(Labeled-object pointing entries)
::::::

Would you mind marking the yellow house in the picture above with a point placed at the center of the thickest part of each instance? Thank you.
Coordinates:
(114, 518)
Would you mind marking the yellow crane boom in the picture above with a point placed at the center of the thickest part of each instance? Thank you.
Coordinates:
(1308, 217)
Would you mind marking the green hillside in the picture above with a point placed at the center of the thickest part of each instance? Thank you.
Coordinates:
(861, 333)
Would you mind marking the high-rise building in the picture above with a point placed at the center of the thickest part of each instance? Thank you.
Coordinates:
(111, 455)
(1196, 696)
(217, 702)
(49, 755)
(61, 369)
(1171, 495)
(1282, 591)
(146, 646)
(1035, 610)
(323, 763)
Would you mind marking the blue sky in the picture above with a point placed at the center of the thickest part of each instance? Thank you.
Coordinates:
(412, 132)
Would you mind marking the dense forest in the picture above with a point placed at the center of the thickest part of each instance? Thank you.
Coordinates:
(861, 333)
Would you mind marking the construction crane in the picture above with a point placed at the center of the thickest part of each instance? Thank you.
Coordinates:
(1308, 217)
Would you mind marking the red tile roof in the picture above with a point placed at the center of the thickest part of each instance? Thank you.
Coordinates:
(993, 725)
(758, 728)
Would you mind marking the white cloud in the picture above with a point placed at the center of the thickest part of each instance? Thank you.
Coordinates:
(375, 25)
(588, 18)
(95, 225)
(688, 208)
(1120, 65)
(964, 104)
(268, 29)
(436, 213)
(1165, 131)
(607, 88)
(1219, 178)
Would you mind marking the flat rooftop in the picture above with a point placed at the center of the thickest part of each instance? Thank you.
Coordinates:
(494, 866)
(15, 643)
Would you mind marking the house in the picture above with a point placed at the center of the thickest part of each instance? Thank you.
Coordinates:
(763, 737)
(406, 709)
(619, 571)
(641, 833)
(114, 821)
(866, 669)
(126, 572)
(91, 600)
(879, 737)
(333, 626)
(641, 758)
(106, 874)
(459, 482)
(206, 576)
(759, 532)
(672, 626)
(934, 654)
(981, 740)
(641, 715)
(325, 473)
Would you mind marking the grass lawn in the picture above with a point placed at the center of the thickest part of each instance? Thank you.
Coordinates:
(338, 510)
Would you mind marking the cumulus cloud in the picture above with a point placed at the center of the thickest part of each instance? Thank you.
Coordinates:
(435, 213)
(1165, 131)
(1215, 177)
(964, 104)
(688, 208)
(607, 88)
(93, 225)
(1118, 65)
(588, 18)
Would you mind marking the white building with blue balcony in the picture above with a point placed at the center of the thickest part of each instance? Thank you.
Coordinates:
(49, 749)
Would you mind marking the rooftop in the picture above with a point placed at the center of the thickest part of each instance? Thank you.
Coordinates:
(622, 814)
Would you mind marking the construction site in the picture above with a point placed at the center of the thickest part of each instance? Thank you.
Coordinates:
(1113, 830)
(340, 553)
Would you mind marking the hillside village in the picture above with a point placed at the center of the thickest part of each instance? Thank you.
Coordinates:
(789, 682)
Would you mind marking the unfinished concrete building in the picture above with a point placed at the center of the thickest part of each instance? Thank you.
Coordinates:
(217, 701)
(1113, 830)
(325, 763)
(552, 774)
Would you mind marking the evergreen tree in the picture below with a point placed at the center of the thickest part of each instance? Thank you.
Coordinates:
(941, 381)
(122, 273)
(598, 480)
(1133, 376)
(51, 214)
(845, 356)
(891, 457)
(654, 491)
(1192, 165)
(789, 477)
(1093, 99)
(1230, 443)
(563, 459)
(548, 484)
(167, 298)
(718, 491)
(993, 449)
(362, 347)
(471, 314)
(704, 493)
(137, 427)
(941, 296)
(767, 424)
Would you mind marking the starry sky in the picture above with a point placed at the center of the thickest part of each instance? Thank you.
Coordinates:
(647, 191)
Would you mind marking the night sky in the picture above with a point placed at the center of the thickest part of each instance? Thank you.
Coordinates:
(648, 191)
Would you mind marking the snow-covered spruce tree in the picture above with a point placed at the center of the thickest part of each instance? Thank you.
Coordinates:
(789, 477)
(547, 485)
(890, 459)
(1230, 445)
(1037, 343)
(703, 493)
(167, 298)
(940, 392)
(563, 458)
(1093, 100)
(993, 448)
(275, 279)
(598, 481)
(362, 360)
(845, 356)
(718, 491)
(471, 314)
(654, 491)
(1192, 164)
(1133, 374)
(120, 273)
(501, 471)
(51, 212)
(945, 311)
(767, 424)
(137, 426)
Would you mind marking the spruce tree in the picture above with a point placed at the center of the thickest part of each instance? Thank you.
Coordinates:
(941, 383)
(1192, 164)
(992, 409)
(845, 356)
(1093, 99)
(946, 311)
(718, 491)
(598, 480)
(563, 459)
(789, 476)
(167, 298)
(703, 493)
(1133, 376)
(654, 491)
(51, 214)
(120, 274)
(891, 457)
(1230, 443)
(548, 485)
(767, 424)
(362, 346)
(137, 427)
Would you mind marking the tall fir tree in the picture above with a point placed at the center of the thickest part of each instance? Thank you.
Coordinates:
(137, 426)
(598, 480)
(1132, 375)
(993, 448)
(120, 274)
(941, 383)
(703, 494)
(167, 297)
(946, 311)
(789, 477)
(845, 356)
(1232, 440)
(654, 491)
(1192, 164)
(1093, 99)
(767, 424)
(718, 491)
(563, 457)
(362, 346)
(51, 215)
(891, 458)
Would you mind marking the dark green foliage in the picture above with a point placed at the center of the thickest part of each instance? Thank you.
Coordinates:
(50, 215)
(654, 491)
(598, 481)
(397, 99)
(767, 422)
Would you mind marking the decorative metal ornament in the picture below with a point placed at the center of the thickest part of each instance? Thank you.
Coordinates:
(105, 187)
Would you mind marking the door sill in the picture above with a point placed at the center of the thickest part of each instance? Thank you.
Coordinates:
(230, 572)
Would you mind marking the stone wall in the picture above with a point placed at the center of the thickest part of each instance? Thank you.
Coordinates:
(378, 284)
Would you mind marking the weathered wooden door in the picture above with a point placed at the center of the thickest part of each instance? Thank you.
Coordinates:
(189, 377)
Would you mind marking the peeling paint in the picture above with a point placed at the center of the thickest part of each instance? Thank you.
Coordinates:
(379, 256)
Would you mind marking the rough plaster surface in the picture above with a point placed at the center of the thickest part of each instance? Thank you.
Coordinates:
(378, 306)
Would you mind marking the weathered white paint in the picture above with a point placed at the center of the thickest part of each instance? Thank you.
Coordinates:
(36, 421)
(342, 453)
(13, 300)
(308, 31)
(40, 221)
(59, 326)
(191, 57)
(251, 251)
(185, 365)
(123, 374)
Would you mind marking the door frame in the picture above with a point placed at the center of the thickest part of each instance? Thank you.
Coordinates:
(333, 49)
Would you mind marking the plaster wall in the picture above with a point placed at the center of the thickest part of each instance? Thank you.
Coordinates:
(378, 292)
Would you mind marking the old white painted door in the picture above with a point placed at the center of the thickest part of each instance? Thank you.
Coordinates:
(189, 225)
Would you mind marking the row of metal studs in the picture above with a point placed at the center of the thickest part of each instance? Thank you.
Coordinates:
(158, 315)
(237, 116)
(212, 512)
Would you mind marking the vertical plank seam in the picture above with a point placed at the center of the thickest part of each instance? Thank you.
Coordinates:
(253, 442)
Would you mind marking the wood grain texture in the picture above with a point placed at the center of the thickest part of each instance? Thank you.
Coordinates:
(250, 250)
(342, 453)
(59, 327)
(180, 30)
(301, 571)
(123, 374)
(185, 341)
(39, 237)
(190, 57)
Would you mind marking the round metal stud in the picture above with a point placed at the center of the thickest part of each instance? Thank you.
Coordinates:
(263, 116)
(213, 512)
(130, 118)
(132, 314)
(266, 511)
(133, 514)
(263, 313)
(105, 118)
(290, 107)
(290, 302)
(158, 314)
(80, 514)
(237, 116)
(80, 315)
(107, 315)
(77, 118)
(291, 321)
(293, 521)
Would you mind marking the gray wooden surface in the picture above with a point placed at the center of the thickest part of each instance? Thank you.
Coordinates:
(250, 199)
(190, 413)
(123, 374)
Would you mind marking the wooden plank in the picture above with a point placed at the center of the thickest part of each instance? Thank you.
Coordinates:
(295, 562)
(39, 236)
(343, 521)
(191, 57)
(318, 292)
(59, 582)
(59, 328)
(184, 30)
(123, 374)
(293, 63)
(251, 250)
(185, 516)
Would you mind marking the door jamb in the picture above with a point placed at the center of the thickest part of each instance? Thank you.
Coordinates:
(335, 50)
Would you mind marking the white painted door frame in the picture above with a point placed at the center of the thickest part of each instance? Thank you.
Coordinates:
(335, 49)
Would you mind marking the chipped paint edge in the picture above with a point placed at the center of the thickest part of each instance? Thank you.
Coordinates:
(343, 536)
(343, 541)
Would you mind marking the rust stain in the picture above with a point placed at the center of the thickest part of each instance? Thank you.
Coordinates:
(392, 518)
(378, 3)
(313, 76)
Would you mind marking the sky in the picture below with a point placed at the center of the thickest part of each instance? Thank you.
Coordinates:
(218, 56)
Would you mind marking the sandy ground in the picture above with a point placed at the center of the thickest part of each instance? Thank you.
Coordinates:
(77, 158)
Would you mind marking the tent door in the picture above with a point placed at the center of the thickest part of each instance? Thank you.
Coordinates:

::::::

*What the task asks*:
Make an exact copy of every line from the one with "Would you mind marking the door jamb" to the end of the data, with the first and last of those lines included.

*Written solution*:
Would you mind marking the door jamb in the picture above with a point placed at the center of the thickest part of each instance? Thank you.
Coordinates:
(335, 50)
Would you mind marking the white painted door frame in the picture above with a point placed at the center of the thickest part of each instance? Thank you.
Coordinates:
(335, 49)
Would you mind marking the chipped paint edge in the picture above with a point placed at the center of the thickest part of each instance? Thank you.
Coordinates:
(343, 536)
(343, 541)
Would you mind marking the rust stain in the picture above with a point placed at the center of the thickest part of each instance? Thank you.
Coordinates:
(392, 518)
(378, 3)
(313, 76)
Would you mind marking the sky in the picture below with a point placed at the center of the thickest part of each instance? Thank you.
Coordinates:
(218, 56)
Would you mind marking the sandy ground in the picture above with a point placed at the center of the thickest part of each instance? Thank you.
Coordinates:
(77, 158)
Would you mind marking the tent door in the picture above with a point placed at the center of the thickest part of each instance? Thank you.
Coordinates:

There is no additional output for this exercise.